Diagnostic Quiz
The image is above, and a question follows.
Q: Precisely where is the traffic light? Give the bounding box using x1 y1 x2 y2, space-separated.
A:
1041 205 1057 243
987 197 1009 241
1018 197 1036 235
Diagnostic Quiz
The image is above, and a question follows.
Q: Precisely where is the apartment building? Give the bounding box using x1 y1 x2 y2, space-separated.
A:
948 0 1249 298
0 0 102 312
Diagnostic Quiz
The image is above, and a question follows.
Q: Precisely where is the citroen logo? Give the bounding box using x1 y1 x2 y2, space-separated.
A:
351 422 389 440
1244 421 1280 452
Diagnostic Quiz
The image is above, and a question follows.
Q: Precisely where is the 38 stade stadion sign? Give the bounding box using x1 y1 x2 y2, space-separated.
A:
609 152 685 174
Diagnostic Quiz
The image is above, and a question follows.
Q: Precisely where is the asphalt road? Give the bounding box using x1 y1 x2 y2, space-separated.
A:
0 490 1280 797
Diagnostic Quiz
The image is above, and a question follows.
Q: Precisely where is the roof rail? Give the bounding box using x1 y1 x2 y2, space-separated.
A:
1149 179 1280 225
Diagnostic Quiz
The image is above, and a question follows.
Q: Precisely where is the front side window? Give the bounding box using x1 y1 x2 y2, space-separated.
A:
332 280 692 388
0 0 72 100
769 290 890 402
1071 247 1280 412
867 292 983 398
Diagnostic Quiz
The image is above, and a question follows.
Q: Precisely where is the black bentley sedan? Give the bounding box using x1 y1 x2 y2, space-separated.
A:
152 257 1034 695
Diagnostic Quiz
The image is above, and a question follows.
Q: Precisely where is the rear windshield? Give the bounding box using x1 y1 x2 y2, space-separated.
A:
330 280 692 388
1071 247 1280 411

### What is needed
Rewrite the entire listing above, changing every "Diagnostic Quiz" to "Practice Quiz" and leaving everything else as it is.

### Answer for this exercise
Practice Quiz
The image is above, and a question follows.
Q: Precisely where is the traffic light? Give the bounding box using x1 y1 x2 y2, space-separated.
A:
1041 205 1057 243
987 197 1009 241
1018 197 1036 235
Practice Quiz
The image is above, and a question follows.
Q: Precisely where is the apartment building? Give the bounding box using x1 y1 x2 y2, space-separated.
A:
948 0 1249 298
0 0 102 312
Practice Quiz
The image is above, and a question follows.
Q: Precisely where is the citroen logo? Give the bounding box using x1 y1 x2 y2, space-separated.
A:
351 422 389 440
1244 421 1280 452
Practice Quiz
The image is above, and a question follows.
Q: Precisely where is the 38 stade stadion sign? Give the bounding box using x1 y1 x2 y2, space-separated.
A:
609 152 685 174
Practice Quiz
The image is above, and a question follows.
Q: Precisely where is the asphalt road? Give the bounding box using x1 y1 x2 y2, space-separated.
A:
0 490 1280 797
Practice Quiz
The image is above, and a question follows.
Q: Precisely where is the roof rail? Give the bounding box using x1 y1 x2 y2, space-separated.
A:
1149 179 1280 225
Practice Quiz
The image is above, and a question follows.
Q: Precisely where is the front side window? Give the bounding box using x1 y1 x2 y2, space-separated.
A:
332 280 692 388
0 0 72 100
769 290 890 402
1071 247 1280 412
867 292 983 398
Practice Quiz
The image is above, and a question follows.
Q: Precisely where is the black bentley sedan? Give the bounding box using x1 y1 x2 y2, space-separated.
A:
152 257 1034 695
Practice Quiz
The image is above, and a question follows.
Q: Precisely where is the rear windshield? Give the bounding box using x1 y1 x2 y2, space-separated.
A:
330 280 692 388
1071 247 1280 411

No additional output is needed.